Required action:
Starting at the line that contains "of the shop", restate every line word for word through the end of the entries.

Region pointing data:

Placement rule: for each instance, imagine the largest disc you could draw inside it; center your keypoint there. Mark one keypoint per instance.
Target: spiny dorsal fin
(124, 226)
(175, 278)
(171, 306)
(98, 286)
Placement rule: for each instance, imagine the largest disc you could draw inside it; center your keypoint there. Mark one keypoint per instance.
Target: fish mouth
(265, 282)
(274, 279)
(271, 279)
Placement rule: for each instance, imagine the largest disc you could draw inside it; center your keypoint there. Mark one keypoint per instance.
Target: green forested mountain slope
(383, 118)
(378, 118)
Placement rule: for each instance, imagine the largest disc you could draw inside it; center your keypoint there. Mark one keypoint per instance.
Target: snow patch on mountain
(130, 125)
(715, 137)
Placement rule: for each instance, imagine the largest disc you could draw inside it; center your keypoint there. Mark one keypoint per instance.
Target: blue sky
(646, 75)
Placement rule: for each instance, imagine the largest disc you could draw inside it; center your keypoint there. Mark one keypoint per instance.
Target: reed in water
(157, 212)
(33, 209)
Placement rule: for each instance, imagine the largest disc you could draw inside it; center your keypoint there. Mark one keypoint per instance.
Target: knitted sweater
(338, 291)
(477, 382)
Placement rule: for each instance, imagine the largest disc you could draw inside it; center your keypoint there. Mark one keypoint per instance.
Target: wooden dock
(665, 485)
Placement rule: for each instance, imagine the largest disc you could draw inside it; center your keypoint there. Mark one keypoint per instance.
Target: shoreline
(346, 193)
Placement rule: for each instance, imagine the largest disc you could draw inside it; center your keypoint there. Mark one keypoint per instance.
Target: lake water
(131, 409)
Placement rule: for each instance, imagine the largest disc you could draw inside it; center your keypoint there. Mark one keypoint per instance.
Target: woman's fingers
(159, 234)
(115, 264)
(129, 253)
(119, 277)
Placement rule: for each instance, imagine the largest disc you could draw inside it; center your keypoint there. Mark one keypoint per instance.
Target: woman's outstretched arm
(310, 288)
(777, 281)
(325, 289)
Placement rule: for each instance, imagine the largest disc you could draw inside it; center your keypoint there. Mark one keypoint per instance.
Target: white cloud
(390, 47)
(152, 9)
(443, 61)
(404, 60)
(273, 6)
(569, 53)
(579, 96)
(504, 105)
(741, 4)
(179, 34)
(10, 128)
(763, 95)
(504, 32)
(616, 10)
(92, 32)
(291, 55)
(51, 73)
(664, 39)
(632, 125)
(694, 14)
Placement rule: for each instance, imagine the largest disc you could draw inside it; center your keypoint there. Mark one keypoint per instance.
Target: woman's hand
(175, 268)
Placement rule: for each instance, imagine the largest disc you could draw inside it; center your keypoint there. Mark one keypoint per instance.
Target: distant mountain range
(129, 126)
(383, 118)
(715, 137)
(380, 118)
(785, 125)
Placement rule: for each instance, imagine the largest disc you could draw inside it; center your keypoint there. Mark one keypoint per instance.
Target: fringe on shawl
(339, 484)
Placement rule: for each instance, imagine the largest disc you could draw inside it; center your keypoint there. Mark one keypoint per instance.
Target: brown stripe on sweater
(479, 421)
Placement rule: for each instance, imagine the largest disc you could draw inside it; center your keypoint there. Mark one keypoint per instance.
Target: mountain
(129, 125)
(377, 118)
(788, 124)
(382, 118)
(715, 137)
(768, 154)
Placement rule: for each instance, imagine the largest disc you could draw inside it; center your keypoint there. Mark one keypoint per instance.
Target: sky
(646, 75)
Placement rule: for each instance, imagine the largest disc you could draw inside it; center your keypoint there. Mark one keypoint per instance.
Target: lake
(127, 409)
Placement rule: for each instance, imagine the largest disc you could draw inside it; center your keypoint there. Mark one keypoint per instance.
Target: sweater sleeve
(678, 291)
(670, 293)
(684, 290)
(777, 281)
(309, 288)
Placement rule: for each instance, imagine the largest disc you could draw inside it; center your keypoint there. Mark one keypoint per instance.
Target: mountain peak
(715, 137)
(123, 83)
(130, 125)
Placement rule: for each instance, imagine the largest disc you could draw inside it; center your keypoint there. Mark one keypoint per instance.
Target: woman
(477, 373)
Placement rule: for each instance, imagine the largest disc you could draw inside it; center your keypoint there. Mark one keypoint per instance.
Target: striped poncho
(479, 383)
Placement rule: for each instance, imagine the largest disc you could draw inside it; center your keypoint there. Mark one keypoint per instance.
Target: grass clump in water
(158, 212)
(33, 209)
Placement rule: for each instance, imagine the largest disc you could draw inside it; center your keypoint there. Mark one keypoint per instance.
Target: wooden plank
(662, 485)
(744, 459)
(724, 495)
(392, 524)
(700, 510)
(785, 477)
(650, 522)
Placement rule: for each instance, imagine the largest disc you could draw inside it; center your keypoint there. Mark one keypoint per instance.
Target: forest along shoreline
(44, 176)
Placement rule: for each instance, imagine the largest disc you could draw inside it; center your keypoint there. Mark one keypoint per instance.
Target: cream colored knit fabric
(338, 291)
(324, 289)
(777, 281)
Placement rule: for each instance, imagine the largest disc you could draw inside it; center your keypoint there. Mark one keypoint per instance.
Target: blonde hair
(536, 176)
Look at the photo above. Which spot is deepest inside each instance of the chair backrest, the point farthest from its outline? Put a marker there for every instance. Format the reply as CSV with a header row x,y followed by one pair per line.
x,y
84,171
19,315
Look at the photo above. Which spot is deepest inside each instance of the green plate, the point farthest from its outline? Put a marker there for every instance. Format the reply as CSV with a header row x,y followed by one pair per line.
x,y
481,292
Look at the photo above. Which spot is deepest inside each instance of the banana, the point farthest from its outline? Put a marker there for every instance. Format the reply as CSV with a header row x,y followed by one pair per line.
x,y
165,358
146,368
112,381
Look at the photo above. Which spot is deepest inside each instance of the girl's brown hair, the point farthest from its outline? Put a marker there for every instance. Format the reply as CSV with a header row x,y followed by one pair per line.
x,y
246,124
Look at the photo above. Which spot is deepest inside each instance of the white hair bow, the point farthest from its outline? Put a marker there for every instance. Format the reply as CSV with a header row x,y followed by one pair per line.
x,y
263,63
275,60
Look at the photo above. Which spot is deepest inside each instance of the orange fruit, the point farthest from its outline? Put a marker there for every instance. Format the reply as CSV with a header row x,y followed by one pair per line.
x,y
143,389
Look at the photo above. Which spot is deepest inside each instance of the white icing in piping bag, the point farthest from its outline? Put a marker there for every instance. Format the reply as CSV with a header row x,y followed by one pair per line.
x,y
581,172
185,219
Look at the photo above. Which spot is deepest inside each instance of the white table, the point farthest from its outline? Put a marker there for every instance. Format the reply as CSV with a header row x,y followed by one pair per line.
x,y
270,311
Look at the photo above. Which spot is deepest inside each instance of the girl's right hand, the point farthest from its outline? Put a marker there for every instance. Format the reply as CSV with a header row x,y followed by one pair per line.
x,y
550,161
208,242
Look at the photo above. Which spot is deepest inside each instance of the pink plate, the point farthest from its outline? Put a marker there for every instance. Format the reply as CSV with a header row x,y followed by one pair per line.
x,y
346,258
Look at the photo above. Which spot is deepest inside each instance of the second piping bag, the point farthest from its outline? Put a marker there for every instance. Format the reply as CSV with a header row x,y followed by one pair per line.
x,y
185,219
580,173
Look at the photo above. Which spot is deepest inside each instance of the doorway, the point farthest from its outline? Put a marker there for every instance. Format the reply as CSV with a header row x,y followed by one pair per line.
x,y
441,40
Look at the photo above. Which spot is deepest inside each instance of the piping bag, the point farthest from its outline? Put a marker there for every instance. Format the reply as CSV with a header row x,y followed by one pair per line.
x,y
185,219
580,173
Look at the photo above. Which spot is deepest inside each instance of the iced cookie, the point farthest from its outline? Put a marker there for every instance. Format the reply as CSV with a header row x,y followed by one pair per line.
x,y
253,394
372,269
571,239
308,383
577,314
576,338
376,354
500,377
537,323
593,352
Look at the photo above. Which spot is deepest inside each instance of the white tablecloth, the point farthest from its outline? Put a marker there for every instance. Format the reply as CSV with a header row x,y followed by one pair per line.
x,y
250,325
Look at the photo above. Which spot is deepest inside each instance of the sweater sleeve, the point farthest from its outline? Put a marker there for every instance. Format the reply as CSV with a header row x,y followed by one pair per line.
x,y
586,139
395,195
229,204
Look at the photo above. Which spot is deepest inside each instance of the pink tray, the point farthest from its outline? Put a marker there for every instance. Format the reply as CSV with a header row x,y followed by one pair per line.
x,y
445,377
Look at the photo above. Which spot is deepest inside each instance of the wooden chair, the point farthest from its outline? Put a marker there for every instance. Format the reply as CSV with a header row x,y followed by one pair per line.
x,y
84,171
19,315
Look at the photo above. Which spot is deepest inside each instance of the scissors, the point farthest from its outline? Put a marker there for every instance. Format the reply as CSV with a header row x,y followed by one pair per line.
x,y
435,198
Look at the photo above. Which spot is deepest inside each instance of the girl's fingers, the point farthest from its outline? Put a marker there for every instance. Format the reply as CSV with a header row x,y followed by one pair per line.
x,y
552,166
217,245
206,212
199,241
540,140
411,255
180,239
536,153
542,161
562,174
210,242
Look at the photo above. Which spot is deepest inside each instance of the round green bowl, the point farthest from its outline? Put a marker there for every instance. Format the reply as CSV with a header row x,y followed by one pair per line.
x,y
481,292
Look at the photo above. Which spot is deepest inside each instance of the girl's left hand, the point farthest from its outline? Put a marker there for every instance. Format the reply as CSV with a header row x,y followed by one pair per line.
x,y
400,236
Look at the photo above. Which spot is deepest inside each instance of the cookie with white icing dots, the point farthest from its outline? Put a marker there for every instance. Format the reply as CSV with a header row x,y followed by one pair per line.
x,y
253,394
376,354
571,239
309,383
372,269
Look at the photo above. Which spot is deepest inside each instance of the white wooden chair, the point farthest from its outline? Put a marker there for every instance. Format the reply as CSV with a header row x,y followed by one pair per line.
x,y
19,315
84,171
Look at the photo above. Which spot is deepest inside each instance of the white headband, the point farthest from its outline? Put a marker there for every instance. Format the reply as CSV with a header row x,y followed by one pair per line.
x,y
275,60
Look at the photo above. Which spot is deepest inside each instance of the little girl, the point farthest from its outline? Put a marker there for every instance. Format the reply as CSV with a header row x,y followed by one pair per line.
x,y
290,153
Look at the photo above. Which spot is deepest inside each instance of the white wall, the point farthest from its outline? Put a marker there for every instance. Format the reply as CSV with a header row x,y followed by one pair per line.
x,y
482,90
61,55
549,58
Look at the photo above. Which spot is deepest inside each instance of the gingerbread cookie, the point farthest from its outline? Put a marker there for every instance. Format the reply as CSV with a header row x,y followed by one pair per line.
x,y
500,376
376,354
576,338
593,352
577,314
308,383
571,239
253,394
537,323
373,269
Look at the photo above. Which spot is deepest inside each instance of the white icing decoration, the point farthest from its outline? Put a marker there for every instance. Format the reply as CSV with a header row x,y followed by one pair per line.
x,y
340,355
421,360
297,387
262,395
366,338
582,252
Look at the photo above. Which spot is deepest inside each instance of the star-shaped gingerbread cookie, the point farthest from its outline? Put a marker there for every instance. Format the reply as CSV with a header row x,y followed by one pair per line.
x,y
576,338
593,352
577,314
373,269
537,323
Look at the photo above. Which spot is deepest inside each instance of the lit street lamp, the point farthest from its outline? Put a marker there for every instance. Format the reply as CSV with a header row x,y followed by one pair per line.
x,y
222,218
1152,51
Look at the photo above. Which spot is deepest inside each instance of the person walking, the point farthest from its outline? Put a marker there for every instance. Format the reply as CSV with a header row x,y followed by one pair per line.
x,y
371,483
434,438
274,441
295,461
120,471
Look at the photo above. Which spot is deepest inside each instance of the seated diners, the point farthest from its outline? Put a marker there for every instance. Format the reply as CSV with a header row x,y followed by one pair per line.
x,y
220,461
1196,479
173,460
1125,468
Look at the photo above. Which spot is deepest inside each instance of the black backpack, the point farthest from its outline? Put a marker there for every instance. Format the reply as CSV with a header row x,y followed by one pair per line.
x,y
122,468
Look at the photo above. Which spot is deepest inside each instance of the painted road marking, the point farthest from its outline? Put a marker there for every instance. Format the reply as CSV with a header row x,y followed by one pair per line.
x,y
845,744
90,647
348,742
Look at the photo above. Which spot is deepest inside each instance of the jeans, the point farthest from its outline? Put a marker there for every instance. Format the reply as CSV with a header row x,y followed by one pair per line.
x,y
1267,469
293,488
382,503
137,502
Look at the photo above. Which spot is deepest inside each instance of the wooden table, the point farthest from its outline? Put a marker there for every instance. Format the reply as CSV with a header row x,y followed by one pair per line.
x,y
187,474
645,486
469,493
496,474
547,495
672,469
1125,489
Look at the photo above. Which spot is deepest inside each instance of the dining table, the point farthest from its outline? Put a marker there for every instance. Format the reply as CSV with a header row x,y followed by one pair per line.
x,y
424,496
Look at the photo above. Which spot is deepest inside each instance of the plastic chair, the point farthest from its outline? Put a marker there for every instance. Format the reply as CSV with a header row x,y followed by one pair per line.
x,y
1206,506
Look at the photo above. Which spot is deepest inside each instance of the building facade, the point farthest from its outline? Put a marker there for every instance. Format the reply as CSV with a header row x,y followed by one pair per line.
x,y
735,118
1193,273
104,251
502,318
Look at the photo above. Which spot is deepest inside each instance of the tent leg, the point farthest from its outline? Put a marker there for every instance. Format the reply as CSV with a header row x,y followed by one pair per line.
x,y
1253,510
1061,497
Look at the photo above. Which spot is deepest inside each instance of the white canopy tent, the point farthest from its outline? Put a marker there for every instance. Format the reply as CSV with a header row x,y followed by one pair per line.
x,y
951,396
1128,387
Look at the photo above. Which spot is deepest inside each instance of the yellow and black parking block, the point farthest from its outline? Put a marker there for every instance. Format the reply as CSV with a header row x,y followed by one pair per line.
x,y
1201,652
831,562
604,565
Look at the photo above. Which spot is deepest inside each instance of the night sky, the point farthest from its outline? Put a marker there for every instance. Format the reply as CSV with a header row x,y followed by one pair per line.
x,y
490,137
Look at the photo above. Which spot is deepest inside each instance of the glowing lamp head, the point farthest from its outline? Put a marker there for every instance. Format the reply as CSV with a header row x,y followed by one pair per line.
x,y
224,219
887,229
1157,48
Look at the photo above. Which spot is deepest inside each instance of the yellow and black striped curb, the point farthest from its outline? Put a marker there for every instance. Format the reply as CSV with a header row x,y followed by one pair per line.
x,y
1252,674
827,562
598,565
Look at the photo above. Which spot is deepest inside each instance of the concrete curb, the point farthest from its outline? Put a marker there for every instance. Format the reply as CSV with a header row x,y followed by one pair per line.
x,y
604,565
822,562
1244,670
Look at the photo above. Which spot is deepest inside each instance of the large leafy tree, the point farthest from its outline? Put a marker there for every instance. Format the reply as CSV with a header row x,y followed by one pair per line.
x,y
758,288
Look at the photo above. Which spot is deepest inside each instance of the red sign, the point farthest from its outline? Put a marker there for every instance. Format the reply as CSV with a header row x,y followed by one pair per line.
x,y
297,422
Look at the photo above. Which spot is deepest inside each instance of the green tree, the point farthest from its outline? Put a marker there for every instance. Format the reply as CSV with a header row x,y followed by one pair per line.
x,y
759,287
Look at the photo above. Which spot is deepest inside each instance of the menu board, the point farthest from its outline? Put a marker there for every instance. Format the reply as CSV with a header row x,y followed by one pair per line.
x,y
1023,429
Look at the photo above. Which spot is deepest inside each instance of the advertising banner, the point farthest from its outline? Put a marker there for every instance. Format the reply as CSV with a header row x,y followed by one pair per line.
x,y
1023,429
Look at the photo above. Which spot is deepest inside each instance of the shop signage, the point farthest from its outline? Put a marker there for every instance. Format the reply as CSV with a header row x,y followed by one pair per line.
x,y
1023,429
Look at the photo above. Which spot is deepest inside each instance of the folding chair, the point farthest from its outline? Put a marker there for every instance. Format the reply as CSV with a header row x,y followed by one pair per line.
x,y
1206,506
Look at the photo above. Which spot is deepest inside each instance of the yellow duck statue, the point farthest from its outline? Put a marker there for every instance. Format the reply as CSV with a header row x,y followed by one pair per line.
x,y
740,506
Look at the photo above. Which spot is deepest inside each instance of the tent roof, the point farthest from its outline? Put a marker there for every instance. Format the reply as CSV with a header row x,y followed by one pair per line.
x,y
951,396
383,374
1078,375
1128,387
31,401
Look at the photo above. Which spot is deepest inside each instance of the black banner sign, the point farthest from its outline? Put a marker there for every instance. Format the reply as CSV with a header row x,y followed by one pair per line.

Solution for this problem:
Look at the photo above. Which spot is deepest inside each instance of the shop signage, the point farthest from its outline? Put a marker there for every instance. Format the reply as CSV with a header row x,y followed by one pair per line.
x,y
1023,429
Look at the photo above. Which spot is deepest inside each instance of the folding chair, the point farthest from its outline? Put a marker there for every instance. Format the reply as CSV with a header row x,y followed by one pair per line.
x,y
1206,506
Look at the photo above. Which spot is deepest inside each instance of the yellow duck statue, the point farthest from its outline? Put a marker there for every instance. Format the reply as CSV with a header row x,y followed by one pair per line.
x,y
740,506
Look at the photo above. Which spot is deepest inside each instance of the tent roof, the point farthest from its outline? Put a marker there for every instance. Format the reply as CSV with a header row x,y followed by one pair per line.
x,y
951,396
383,374
1078,375
1128,387
31,401
Look at the photo above. Which spot is deepest inside each instance of the black banner sign, the point farthest from its outline? Put a marker there for every instance. Format the reply as CSV with a header row x,y followed by one pair per line.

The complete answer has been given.